▶ _DATA RECORDS_
____________
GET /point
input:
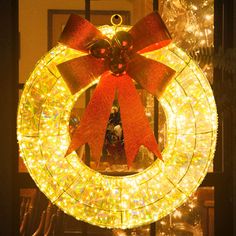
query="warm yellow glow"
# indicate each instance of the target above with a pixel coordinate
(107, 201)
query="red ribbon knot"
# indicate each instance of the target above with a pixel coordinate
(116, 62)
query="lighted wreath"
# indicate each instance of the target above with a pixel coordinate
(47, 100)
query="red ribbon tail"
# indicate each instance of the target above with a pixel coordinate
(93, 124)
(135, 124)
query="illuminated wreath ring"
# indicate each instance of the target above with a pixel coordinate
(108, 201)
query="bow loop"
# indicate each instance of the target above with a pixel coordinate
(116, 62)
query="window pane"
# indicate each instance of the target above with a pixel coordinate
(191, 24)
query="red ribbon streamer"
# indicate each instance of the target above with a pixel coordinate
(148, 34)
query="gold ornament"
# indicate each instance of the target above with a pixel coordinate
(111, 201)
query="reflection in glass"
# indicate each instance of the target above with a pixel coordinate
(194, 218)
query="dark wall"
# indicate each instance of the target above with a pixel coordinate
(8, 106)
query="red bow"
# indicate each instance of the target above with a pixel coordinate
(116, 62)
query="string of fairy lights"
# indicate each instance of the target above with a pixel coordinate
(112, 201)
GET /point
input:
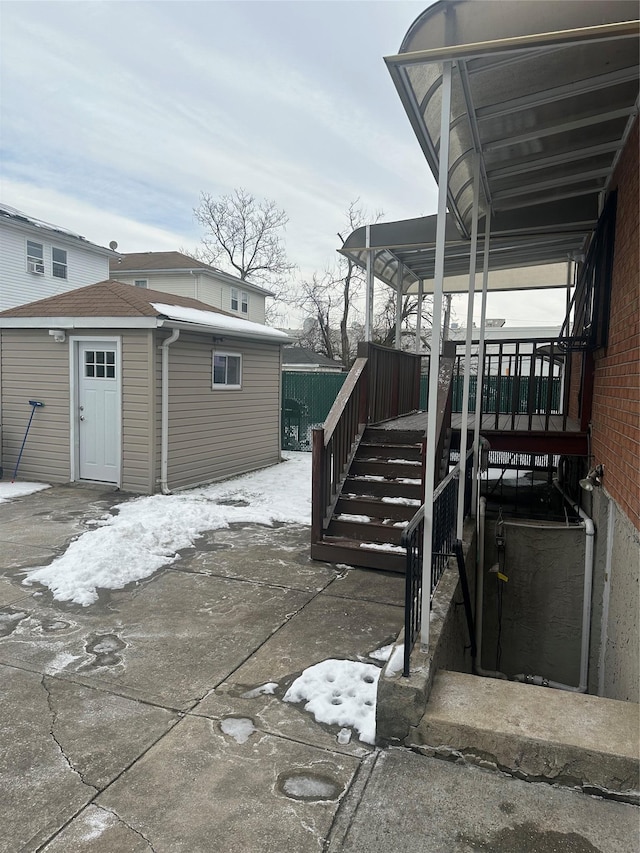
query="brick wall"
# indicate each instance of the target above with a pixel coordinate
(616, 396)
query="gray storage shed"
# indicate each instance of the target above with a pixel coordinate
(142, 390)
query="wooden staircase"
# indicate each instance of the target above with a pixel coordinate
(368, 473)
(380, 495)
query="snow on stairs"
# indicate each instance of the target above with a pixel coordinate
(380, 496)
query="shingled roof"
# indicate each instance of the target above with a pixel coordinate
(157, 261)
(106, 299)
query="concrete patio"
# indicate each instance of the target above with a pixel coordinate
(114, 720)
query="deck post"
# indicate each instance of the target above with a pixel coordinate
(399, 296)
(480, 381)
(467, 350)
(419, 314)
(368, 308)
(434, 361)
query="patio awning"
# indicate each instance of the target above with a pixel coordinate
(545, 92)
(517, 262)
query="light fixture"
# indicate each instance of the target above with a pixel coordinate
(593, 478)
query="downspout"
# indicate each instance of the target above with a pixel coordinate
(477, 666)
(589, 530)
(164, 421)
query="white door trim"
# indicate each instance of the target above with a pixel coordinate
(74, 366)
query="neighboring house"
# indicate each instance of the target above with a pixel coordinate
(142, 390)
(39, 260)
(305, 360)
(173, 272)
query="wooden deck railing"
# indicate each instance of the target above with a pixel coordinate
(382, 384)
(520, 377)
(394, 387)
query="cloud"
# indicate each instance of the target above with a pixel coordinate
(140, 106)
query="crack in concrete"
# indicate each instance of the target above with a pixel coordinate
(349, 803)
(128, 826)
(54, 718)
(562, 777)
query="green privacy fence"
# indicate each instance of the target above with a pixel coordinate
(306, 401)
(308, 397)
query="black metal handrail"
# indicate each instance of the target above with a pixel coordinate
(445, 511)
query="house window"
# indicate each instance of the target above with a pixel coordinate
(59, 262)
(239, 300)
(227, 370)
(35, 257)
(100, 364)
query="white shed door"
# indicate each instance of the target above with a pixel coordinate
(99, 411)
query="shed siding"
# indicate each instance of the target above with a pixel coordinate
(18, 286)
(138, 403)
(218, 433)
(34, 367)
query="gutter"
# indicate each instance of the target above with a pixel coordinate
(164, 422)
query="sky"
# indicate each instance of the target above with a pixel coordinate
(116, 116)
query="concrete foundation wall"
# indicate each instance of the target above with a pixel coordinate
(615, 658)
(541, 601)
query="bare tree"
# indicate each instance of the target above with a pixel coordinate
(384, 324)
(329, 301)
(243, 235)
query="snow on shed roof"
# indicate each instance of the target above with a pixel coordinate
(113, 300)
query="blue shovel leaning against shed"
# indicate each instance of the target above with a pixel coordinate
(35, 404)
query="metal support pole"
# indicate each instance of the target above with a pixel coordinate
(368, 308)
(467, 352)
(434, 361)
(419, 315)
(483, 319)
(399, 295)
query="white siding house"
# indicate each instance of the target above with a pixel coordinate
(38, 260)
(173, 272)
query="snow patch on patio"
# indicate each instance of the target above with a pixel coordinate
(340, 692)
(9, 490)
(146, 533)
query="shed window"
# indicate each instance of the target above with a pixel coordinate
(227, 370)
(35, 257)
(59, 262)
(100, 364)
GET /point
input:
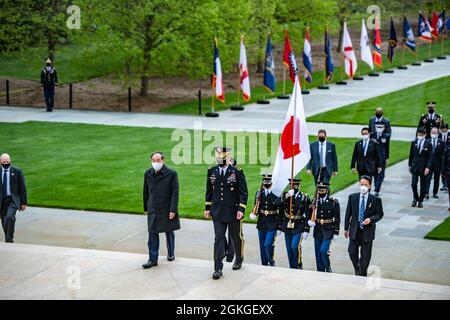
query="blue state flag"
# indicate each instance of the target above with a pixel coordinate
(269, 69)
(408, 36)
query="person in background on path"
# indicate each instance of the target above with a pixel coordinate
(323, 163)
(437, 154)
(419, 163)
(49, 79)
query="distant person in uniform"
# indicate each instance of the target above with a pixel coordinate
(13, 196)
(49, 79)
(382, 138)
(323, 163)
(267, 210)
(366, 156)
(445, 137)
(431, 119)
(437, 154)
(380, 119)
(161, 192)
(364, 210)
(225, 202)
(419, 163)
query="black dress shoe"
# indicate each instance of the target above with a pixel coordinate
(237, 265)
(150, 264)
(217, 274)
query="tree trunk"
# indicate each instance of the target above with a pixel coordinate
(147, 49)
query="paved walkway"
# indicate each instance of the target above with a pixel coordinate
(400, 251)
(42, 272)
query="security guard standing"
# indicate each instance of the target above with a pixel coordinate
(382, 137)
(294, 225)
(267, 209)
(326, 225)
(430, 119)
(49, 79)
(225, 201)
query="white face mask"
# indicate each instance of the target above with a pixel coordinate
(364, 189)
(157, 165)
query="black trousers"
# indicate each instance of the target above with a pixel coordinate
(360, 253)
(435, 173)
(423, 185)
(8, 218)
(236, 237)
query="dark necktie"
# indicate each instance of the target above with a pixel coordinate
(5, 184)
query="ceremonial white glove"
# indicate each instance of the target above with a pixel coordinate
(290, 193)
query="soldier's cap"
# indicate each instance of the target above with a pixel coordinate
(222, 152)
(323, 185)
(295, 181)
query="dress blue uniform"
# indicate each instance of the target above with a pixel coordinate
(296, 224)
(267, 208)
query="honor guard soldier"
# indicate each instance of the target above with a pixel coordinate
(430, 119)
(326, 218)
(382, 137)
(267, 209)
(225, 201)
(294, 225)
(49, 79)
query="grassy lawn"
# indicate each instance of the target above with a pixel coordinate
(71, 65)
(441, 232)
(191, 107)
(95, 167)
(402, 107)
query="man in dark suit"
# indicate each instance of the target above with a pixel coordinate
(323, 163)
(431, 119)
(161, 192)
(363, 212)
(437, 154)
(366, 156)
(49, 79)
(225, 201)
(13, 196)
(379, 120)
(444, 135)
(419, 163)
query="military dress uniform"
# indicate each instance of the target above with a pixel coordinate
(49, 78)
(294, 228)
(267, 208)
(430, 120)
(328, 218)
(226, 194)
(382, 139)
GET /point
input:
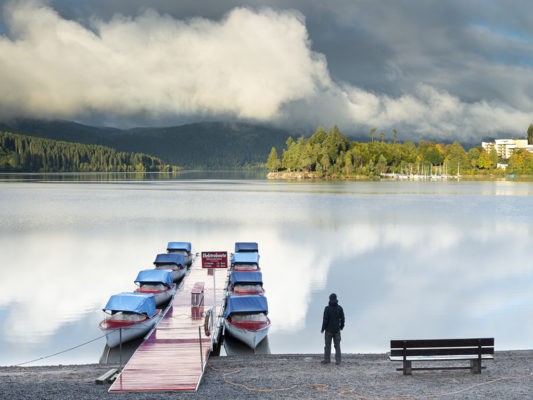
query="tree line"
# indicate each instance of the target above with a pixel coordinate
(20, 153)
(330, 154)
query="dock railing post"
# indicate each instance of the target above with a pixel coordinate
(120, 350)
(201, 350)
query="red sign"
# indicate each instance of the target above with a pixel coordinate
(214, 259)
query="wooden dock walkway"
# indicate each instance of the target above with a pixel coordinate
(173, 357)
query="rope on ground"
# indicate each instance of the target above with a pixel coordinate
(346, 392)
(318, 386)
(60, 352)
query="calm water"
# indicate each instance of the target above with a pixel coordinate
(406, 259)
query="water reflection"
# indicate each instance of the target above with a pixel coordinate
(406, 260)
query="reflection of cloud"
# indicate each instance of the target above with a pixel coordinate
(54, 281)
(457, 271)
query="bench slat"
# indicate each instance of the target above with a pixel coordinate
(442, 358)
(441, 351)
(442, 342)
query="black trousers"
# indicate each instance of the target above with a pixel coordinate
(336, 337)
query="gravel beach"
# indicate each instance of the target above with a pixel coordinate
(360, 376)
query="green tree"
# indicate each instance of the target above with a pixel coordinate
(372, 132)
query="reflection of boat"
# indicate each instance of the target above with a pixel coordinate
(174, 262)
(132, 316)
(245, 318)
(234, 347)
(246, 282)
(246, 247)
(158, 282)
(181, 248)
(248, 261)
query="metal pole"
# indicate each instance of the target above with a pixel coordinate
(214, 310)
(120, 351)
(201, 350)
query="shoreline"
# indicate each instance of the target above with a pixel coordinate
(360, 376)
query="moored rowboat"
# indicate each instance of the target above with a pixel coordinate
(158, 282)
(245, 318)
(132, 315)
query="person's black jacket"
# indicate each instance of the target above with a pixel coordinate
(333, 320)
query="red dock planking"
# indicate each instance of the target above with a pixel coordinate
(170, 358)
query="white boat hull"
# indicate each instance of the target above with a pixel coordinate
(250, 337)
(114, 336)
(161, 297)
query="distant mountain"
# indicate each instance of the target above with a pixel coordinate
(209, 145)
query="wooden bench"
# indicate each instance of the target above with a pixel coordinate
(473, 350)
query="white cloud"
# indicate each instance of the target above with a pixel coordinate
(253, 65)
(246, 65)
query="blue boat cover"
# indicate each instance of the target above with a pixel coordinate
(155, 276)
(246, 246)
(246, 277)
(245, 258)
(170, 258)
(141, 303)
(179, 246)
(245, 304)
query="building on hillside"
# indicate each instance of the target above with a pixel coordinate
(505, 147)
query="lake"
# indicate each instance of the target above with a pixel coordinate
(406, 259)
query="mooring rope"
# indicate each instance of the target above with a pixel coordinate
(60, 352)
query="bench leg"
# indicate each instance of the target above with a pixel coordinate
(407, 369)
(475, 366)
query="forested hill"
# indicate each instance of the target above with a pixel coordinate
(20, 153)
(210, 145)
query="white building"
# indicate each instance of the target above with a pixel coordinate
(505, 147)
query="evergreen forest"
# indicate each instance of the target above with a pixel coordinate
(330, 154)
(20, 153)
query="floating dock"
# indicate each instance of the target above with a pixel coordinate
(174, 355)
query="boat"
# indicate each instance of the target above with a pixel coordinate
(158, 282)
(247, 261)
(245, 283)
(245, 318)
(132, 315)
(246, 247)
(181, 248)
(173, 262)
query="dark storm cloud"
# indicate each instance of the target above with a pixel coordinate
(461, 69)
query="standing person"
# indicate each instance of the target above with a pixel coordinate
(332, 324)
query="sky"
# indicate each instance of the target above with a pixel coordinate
____________
▶ _DESCRIPTION OF THE TASK_
Tally the lines that hold the word "dress" in the listing, and give the tally with nothing else.

▶ _EXERCISE RESULT_
3